-- Input data follows --
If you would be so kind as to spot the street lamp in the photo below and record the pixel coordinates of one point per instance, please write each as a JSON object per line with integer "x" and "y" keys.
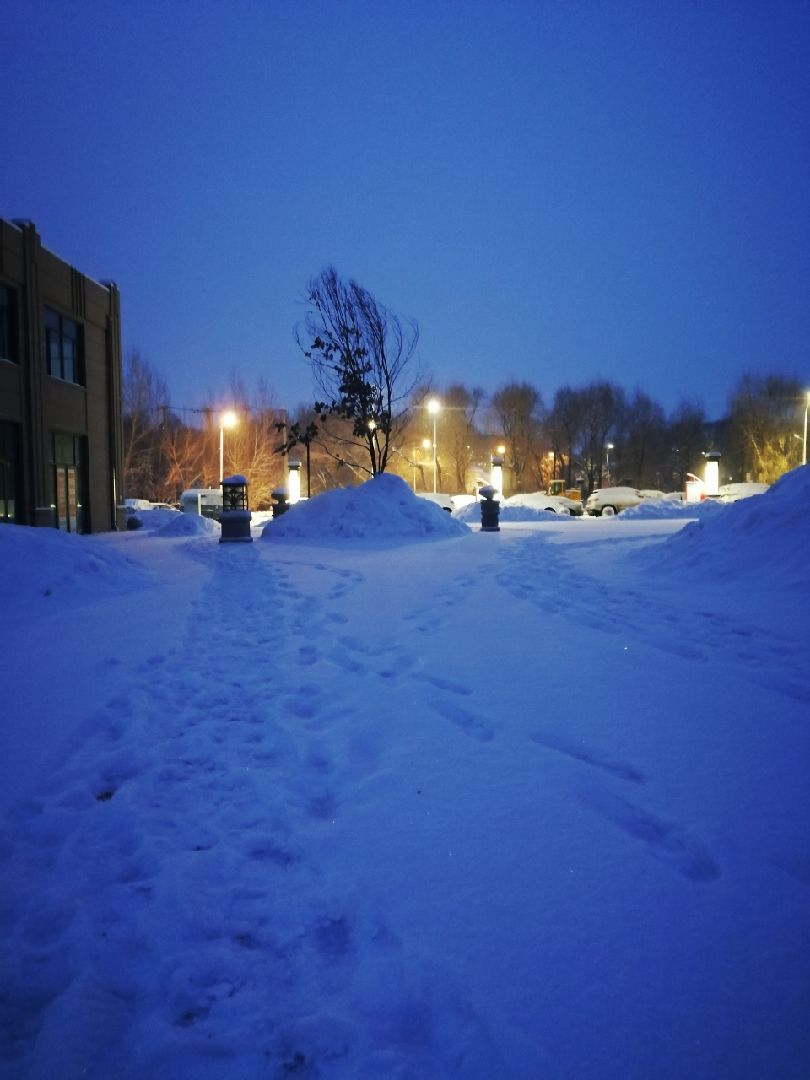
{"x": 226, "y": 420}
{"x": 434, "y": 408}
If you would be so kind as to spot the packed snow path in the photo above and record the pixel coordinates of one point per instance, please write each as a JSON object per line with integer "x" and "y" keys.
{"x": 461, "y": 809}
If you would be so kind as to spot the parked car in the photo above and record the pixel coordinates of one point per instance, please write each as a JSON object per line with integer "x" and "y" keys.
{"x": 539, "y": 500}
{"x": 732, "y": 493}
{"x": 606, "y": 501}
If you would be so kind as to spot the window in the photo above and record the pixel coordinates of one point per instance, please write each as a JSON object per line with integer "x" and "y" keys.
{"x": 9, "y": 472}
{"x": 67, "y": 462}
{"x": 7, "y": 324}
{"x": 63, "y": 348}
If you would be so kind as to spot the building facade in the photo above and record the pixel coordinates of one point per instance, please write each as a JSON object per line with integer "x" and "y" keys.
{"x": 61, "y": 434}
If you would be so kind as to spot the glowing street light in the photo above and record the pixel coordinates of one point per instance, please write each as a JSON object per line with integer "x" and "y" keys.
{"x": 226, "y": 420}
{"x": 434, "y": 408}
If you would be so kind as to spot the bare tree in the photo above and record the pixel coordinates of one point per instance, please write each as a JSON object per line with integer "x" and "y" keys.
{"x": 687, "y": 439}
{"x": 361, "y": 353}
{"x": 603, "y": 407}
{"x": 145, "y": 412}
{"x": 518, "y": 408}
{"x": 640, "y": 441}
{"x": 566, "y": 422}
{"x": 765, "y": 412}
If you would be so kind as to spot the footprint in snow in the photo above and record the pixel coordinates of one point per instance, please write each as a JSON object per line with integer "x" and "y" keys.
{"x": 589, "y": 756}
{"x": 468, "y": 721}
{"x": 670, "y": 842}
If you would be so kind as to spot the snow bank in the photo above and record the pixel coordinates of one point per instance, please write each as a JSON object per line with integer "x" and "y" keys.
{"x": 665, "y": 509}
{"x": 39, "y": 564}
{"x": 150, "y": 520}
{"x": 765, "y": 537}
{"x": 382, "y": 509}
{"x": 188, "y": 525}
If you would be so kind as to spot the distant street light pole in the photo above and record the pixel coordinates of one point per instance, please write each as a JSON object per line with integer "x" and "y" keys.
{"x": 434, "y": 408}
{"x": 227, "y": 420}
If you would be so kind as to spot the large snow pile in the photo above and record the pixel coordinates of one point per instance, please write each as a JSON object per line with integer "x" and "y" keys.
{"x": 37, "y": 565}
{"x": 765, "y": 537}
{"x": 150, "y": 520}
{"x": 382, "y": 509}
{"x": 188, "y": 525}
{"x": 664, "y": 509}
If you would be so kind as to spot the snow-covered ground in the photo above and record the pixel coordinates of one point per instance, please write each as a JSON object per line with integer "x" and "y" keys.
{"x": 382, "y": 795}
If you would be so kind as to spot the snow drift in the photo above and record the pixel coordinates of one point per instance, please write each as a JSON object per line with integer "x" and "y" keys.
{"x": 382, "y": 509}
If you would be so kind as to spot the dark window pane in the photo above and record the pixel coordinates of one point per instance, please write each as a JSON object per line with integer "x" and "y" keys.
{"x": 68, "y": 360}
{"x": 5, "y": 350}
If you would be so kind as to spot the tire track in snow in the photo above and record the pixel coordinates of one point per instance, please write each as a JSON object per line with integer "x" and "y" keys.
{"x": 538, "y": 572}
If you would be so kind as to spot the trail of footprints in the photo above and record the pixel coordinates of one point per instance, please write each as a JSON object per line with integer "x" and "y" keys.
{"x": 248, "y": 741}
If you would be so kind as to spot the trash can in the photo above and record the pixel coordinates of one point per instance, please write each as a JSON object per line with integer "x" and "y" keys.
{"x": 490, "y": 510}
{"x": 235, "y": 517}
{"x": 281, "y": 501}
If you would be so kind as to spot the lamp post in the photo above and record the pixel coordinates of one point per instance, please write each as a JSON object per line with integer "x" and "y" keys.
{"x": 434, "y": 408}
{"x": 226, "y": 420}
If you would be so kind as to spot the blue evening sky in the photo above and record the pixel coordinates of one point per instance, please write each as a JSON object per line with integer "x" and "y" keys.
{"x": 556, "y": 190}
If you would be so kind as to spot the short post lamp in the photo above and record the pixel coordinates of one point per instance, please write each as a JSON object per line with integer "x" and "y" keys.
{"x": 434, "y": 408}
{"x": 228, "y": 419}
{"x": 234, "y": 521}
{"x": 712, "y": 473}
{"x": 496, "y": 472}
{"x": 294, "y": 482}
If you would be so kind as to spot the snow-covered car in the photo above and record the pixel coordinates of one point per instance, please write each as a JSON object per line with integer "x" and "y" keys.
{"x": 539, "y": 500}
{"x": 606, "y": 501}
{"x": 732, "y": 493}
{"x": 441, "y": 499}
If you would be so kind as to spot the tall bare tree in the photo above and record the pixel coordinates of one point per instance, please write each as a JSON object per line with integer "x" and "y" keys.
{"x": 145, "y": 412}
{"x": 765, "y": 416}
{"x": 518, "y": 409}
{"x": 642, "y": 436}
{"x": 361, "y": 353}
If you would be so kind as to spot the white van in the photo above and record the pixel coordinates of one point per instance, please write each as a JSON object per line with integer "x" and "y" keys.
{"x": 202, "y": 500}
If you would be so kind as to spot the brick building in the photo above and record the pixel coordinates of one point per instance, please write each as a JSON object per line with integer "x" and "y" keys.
-- Input data concluded --
- Task to complete -
Restate the records above word for word. Skip every picture.

- Solved problem -
If you would be so kind as to spot the street lamp in the photo below and record the pixel coordinates of one point per instance, please write each as a JSON object per line with integer "x" and "y" keys.
{"x": 226, "y": 420}
{"x": 434, "y": 408}
If you would be so kind as to spot the packed snow path in the photo above and record the pixel coordinates of one point per instance, please write each as a JSON object per line with integer "x" and "y" keys.
{"x": 461, "y": 809}
If you would be so kind as to spot the parked car in the photo above and record the pixel coordinates of one point per instance, please write each as a JSON object per line with integer "x" and "y" keys.
{"x": 539, "y": 500}
{"x": 732, "y": 493}
{"x": 606, "y": 501}
If you would be so kind as to spot the window in the photo above and record the pixel coordinates of one point per instance, please write each as a JSON object per line with integer "x" and "y" keys.
{"x": 9, "y": 472}
{"x": 67, "y": 462}
{"x": 7, "y": 324}
{"x": 63, "y": 348}
If you would be so kind as to spot the building facade in the photo above and record the pixel coordinates of one point per instance, please write each as a JSON object per line with integer "x" and "y" keys.
{"x": 61, "y": 434}
If you would be so kind as to spot the glowing street light in the photo above and record the pixel coordinates of one point per instance, please write each as a JSON object per line with integer "x" and "y" keys.
{"x": 226, "y": 420}
{"x": 434, "y": 408}
If you would be so kind as to spot the bare tree in the photo above and record the pixel coordinates of one point per instance, please write each as a JSON object per line with integer "x" and "y" keys.
{"x": 687, "y": 439}
{"x": 361, "y": 353}
{"x": 603, "y": 407}
{"x": 145, "y": 412}
{"x": 518, "y": 408}
{"x": 640, "y": 441}
{"x": 566, "y": 422}
{"x": 765, "y": 412}
If you would be so kind as to spot the footprint in snow in the photo above and record the pixel coordinates of one point per instance, please write each as a JSON object per line with integer "x" and "y" keys.
{"x": 589, "y": 756}
{"x": 468, "y": 721}
{"x": 670, "y": 842}
If you would be so kind as to spot the snow bank in the photo above and record the pixel coordinates of one point per instance, please write each as a JSON object per line with integer "x" and "y" keys.
{"x": 665, "y": 509}
{"x": 39, "y": 564}
{"x": 150, "y": 520}
{"x": 765, "y": 537}
{"x": 382, "y": 509}
{"x": 188, "y": 525}
If you would be so kind as to spot the distant street light pole in the photo above and record the pixel coordinates of one point per instance, please write each as a JSON object per line with integer "x" and "y" keys.
{"x": 434, "y": 408}
{"x": 227, "y": 420}
If you would be so kind as to spot the large snow pile in the photo above and record the pixel coordinates of one point per instance, please write each as a JSON object per line with integer "x" and "y" keys.
{"x": 37, "y": 565}
{"x": 765, "y": 537}
{"x": 150, "y": 520}
{"x": 382, "y": 509}
{"x": 188, "y": 525}
{"x": 664, "y": 509}
If you would be so kind as to spot the snow-covered ground in the photo above and record the pixel coordinates of one point per instance, please write each as a JSON object per line with integer "x" and "y" keys.
{"x": 382, "y": 795}
If you would be so kind as to spot the snow drift in the photo above and record the pixel coordinates of one point per instance, please write each as a JSON object per line with integer "x" and "y" keys.
{"x": 382, "y": 509}
If you would be so kind as to spot the dark window pane in the photo above and record the pixel coordinates of one point per instance, please write each as a JSON object per line with integer "x" and "y" keys.
{"x": 68, "y": 360}
{"x": 5, "y": 350}
If you would be so kind as to spot the tire track in snow in the photo above and record the pixel coordinates of one point per instance, please write each as a JSON object per line with integer "x" and "y" keys.
{"x": 538, "y": 572}
If you would be so kind as to spot the trail of footprints in the photo above and record the pixel coordinates of one point per instance, please write each as a JSON object per line with integer "x" and "y" keys.
{"x": 248, "y": 741}
If you would be so kind as to spot the trash can in the photo above and record the pixel coordinates of one point per instance, please write each as a JSON object per line with integer "x" and "y" keys.
{"x": 490, "y": 510}
{"x": 235, "y": 517}
{"x": 281, "y": 501}
If you would be so kind as to spot the lamp post in the photo above and record the pixel coordinates of one point per instance, please write each as a JSON object per line with integer "x" and "y" keys.
{"x": 434, "y": 408}
{"x": 226, "y": 420}
If you would be so kind as to spot the blue evening sky in the photo above and record the pixel coordinates of one point per instance, please write each as a JSON object per line with integer "x" and "y" keys.
{"x": 556, "y": 190}
If you would be so kind as to spot the short post lamp in the photo above and record the pixel coordinates of one point per instance, please write each as a JSON object per line with integer "x" and "y" keys.
{"x": 434, "y": 408}
{"x": 228, "y": 419}
{"x": 234, "y": 521}
{"x": 712, "y": 473}
{"x": 496, "y": 472}
{"x": 294, "y": 482}
If you would be so kind as to spot the snow-covered car in the photo above and record the pixel coordinates of one point per instance, please write each as a JSON object per line with integer "x" and "y" keys.
{"x": 539, "y": 500}
{"x": 606, "y": 501}
{"x": 732, "y": 493}
{"x": 441, "y": 499}
If you would be so kind as to spot the tall bare tree in the photo above and record the pixel coordinates of one point per instance, please write each as a JSON object per line with integer "x" and "y" keys.
{"x": 145, "y": 412}
{"x": 765, "y": 416}
{"x": 518, "y": 409}
{"x": 642, "y": 436}
{"x": 361, "y": 353}
If you would be so kind as to spot the white van in the photo above and record the pixel coordinates of one point per instance, please write each as a JSON object per line with integer "x" and "y" keys.
{"x": 202, "y": 500}
If you would be so kind as to spot the brick building in the photo above and record the pixel coordinates of one point per instance, please write each as a JSON object per line with integer "x" and "y" keys.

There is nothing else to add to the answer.